# Problem
Please reproduce the material from the line that contains "example: [837, 840]" through the end of the material, swapping "deepest" for "most central" and leaving everything else unchanged.
-- Begin Extracted data --
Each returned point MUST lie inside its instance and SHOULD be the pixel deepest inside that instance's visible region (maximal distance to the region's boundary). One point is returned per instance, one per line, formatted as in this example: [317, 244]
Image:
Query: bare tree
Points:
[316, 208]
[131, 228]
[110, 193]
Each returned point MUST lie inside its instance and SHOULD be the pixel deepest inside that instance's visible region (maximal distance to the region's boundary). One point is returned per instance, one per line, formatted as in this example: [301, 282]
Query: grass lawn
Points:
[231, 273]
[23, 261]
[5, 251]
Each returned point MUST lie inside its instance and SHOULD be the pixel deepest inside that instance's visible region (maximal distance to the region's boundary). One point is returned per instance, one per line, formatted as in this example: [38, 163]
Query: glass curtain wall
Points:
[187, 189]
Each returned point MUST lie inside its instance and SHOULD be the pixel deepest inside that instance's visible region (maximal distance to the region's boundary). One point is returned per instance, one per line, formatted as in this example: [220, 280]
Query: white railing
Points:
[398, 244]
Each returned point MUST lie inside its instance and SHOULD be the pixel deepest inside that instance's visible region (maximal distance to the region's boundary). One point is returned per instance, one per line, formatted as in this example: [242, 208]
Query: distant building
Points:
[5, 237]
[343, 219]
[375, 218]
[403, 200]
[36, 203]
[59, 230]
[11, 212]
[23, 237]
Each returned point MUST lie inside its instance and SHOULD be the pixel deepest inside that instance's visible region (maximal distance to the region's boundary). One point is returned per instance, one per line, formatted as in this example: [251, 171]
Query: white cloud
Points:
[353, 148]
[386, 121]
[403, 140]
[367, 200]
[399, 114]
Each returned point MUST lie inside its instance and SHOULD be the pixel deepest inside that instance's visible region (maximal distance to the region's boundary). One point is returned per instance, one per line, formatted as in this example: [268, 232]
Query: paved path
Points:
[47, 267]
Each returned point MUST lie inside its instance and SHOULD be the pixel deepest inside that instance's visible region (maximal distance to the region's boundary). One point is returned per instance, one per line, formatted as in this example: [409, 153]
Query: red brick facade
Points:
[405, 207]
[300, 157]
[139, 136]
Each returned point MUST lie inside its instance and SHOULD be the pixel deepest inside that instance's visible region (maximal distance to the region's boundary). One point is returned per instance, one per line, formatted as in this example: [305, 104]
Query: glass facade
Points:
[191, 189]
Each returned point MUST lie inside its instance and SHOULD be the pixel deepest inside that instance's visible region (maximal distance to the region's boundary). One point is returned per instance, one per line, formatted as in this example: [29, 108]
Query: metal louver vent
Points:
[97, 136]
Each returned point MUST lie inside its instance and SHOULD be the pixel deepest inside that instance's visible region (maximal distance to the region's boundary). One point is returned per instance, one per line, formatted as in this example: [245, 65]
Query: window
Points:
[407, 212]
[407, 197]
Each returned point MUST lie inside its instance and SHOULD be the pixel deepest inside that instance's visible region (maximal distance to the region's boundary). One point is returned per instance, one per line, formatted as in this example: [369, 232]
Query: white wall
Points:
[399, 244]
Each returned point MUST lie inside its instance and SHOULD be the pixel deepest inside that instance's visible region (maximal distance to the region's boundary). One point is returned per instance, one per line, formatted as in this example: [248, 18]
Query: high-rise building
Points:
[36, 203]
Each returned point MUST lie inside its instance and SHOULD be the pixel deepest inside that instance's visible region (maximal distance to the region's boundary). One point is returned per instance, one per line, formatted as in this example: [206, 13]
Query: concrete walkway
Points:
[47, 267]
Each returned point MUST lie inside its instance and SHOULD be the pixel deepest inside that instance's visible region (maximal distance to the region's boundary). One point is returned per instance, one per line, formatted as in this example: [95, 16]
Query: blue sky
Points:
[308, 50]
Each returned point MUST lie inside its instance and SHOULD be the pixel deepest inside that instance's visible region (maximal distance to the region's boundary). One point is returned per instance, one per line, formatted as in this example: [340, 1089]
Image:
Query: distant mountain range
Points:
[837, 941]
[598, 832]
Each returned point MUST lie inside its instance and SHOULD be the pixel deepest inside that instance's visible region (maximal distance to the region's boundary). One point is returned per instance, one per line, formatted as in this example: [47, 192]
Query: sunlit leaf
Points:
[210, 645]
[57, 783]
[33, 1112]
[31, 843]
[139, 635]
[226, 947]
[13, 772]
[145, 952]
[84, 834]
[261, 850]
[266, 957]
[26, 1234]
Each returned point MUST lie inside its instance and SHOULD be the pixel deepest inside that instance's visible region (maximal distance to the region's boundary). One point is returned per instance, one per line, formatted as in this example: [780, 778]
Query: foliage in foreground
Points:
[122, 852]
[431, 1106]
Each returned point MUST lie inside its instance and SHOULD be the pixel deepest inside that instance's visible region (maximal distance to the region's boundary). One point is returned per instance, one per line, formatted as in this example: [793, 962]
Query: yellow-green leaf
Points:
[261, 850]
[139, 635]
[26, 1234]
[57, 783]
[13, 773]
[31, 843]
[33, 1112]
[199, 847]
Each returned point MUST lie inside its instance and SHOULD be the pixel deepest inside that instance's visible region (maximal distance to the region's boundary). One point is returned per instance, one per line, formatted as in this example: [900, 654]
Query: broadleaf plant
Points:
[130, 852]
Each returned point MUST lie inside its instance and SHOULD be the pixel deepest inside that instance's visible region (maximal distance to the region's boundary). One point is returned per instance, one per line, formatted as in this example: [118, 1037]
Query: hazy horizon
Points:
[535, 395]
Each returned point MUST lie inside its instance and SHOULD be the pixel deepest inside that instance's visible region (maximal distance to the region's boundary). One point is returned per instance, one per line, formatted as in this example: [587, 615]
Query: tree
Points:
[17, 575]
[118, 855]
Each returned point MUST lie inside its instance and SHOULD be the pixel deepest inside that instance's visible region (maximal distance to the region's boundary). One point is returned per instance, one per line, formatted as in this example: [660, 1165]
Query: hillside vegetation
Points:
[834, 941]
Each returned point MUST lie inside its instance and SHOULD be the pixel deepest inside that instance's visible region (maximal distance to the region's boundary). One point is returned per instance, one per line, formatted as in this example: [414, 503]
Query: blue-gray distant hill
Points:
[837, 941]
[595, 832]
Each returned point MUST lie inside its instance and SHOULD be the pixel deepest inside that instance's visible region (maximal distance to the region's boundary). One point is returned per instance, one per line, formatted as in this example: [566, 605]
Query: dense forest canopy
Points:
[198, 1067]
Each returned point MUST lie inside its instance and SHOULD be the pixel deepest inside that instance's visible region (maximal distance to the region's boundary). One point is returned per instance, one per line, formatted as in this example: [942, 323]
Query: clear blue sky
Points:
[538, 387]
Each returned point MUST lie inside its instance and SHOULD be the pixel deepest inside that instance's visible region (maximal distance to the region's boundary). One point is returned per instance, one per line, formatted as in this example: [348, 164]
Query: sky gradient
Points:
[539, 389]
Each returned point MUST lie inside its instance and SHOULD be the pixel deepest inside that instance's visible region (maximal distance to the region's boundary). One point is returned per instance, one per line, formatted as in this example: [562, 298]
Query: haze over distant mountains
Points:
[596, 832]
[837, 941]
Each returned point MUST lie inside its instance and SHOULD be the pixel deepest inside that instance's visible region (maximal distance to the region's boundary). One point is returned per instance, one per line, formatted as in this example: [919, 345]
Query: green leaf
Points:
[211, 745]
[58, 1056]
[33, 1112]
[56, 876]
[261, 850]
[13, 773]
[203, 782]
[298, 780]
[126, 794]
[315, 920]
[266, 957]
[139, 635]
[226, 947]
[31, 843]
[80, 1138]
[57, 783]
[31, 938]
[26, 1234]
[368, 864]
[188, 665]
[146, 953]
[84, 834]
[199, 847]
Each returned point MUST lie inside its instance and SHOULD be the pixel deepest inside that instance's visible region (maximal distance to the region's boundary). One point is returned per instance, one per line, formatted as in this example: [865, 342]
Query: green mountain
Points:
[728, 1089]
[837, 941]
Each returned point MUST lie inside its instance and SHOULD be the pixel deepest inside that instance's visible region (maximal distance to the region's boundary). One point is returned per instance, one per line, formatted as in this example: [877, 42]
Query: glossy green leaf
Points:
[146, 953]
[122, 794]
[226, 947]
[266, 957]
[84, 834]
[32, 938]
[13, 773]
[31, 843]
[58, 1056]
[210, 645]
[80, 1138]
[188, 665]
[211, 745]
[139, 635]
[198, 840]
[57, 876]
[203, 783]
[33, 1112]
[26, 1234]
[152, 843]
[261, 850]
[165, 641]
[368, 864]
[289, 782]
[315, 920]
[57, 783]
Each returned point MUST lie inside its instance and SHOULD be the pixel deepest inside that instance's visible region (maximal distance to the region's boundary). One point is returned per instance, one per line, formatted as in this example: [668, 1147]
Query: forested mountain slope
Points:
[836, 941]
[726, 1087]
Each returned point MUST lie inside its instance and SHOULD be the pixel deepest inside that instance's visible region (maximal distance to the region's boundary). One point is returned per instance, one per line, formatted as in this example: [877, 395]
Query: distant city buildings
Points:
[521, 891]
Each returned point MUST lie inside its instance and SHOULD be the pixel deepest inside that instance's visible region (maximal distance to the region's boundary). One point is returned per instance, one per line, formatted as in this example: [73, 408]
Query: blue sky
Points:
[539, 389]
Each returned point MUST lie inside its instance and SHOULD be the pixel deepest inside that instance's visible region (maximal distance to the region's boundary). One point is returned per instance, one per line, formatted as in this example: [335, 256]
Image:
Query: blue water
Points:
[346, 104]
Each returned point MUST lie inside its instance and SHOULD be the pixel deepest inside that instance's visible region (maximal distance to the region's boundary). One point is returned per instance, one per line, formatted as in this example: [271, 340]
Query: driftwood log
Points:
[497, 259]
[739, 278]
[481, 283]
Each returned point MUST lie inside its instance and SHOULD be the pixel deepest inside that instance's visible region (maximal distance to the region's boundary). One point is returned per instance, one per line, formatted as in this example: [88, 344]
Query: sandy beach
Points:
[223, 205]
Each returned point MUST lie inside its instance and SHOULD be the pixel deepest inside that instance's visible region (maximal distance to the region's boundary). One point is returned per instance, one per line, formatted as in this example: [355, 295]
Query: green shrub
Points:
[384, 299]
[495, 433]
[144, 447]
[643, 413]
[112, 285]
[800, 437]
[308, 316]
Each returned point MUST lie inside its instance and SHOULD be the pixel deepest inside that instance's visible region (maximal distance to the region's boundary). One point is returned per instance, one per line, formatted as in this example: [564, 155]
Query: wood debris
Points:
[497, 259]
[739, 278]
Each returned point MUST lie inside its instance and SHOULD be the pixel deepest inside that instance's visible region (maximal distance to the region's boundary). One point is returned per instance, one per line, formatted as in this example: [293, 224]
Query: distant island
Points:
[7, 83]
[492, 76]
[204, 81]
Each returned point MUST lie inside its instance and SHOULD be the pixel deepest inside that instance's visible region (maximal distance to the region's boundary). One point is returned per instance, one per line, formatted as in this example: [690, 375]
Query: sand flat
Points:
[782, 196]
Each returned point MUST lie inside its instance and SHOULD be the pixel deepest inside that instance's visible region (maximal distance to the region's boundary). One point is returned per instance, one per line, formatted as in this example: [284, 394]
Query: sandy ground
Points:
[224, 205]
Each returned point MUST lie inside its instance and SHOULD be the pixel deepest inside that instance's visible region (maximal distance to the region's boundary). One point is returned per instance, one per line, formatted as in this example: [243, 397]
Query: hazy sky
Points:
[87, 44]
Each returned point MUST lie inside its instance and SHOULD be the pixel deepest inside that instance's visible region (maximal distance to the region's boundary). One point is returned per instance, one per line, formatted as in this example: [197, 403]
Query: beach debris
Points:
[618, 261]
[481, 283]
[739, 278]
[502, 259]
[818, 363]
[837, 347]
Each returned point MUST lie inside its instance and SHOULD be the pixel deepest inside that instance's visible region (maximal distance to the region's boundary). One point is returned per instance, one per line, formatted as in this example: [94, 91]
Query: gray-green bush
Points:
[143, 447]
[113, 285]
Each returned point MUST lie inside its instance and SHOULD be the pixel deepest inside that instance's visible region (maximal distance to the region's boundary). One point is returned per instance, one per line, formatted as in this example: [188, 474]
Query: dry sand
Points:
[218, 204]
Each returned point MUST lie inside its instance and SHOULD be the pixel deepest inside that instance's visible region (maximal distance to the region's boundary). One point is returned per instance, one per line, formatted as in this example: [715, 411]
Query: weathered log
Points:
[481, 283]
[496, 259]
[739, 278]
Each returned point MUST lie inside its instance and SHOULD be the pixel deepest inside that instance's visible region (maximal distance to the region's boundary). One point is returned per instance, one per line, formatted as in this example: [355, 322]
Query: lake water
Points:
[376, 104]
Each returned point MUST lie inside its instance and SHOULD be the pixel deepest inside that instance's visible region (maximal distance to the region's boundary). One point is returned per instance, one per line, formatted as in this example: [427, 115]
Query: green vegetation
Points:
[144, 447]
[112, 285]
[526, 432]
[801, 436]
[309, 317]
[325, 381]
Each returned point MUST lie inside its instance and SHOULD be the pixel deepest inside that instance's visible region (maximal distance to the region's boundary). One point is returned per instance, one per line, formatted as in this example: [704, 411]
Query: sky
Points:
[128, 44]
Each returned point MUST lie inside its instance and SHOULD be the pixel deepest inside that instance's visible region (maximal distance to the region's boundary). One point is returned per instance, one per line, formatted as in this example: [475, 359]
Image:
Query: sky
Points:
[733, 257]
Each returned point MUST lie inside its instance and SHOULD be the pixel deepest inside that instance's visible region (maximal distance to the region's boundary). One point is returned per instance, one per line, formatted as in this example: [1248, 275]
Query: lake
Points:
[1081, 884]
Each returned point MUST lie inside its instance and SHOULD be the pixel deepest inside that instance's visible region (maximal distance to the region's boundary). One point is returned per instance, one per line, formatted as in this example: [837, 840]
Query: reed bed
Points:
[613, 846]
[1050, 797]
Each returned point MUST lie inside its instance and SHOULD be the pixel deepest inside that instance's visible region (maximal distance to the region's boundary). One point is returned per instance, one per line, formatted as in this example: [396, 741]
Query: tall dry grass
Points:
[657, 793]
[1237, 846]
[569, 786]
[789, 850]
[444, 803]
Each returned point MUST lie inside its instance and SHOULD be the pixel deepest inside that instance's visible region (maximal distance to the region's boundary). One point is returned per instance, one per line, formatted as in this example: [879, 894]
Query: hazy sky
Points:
-- End Extracted data --
# Solution below
Each returned point MUST lie inside its instance and SHOULD be the pixel most central inside that instance's visible region (maximal distance to the region's boundary). One point is returned per instance, one per line, formatted as in this example: [837, 840]
Query: reed bed
Points:
[613, 846]
[1050, 797]
Each returned point MUST lie inside its instance and SHOULD be the pixel most central inside that instance's visible region (maximal distance to the region's boundary). One point is returned per instance, one per line, formatted as in this example: [396, 741]
Query: tall dry grass
Points:
[657, 793]
[1237, 846]
[569, 786]
[789, 850]
[444, 803]
Each returned point MUST lie inside its instance and SHOULD be the pixel most central inside that instance's visible region (maximal distance to the region's boundary). One point is returned per instance, one per line, formatted as in this example: [879, 894]
Query: hazy sky
Points:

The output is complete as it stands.